> [STATED GOAL 1]
Please list the authors whose books appear in the inaugural Fall 2024 catalog described in the faculty and staff notes.
> [STATED GOAL 2]
Extend the faculty and staff notes with the next passage, beginning after their last sentence.

Faculty and Staff Notes

Matthew Rarey Delivers the Distinguished Alumni Lecture at University of Wisconsin-Madison

On December 2, Associate Professor of Art History Matthew Rarey delivered the Distinguished Alumni Lecture at the University of Wisconsin-Madison Department of Art History, where he earned his PhD in 2014. Rarey's lecture, "Renaming the Fetish in the Eighteenth-Century African Atlantic," was simulcast on Zoom and is publicly available on the Department's YouTube channel.

Yveline Alexis Interviewed for "Teen Vogue"

Caroline Val of Teen Vogue interviewed Yveline Alexis for an article about the impact of anti-Haitian rhetoric.

Sergio Gutiérrez Negrón Launches Small Literary Press in Puerto Rico

Associate Professor of Hispanic Studies Sergio Gutierrez Negron cofounded the small literary press La pequeña, proyecto editorial. The inaugural Fall 2024 catalog includes a memoir about Montserrat’s volcanic explosion in the 1990s written by author Yvonne Weekes; a novel by a 25 year-old Puerto Rican novelist, Daniel Rosa Hunter; and a literary travelogue by Mexican writer, Luis Felipe Lomelí. La pequeña will publish three books a year, spanning Puerto Rican, Caribbean, and Latin American literature.

> [DATASET ENTRIES]
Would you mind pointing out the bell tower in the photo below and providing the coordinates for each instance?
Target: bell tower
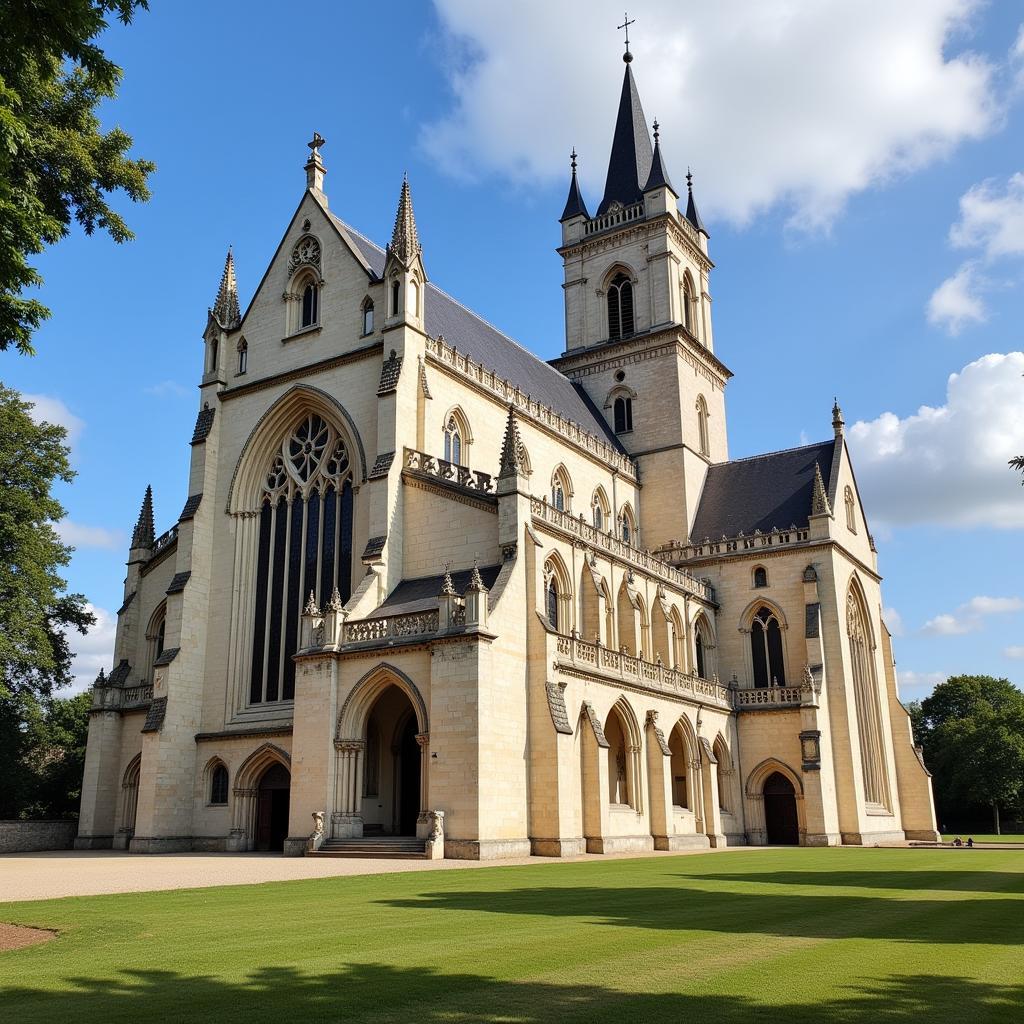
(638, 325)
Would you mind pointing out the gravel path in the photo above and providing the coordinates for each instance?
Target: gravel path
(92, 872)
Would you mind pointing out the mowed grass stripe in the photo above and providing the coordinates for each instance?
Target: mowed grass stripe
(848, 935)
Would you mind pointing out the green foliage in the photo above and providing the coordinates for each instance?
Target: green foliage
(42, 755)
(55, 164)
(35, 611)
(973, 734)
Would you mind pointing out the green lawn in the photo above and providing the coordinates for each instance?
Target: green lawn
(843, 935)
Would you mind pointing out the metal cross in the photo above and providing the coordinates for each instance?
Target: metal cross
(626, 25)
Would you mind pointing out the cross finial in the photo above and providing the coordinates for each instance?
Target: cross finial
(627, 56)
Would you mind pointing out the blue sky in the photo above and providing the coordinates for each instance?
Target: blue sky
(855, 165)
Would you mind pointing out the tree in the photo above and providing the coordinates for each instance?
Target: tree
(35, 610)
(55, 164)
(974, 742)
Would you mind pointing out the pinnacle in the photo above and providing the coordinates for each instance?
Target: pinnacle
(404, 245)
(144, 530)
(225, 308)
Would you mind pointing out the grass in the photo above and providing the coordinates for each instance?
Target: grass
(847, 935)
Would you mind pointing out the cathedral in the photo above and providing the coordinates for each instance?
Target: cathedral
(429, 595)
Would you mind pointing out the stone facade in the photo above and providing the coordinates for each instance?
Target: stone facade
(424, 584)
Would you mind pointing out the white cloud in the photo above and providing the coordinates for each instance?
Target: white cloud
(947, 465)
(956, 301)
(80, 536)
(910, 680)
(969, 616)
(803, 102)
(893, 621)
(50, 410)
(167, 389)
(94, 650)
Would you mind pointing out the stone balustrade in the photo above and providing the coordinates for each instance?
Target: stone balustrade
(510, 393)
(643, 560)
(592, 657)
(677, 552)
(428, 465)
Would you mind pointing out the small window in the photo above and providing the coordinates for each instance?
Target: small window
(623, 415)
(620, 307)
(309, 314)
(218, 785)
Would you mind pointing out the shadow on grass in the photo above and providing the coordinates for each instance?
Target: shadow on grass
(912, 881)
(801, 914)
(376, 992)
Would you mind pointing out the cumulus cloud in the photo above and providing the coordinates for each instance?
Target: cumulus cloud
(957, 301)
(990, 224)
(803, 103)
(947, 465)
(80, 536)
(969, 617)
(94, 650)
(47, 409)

---

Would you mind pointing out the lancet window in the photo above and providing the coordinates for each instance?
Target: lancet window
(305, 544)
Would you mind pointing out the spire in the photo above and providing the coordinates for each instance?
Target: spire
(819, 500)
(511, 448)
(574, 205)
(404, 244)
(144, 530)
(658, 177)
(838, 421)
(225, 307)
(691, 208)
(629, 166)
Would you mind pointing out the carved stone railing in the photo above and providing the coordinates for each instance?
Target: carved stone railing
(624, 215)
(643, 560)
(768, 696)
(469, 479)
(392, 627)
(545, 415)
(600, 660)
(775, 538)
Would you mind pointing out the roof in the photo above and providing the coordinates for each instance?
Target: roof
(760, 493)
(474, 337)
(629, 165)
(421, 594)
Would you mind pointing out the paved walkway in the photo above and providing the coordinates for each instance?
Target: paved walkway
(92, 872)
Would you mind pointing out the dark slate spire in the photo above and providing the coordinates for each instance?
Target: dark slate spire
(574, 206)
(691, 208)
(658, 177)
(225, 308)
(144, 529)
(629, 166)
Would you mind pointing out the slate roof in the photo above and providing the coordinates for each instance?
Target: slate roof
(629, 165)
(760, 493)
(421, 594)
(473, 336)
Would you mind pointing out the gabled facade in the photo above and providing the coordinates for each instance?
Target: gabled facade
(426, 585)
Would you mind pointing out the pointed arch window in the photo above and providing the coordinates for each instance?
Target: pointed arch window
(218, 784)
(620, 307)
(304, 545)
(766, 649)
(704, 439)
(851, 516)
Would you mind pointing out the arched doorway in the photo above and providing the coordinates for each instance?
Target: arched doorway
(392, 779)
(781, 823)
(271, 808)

> [FINAL RESULT 1]
Yvonne Weekes, Daniel Rosa Hunter, Luis Felipe Lomelí

> [FINAL RESULT 2]
Asif Iqbal’s Article Published in "South Asia: Journal of South Asian Studies"

Visiting Assistant Professor in English and Mellon Postdoctoral Fellow in Postcolonial World Literature Asif Iqbal’s article, entitled “The East Pakistan-West Pakistan Entanglement: Gender, Politics and Postcolonial Development in Shawkat Ali’s Dhakkhinayoner Din,” has been published in South Asia: Journal of South Asian Studies. The article grew out of the British Academy Writing Workshop “Pakistan to Bangladesh, 1947–71.”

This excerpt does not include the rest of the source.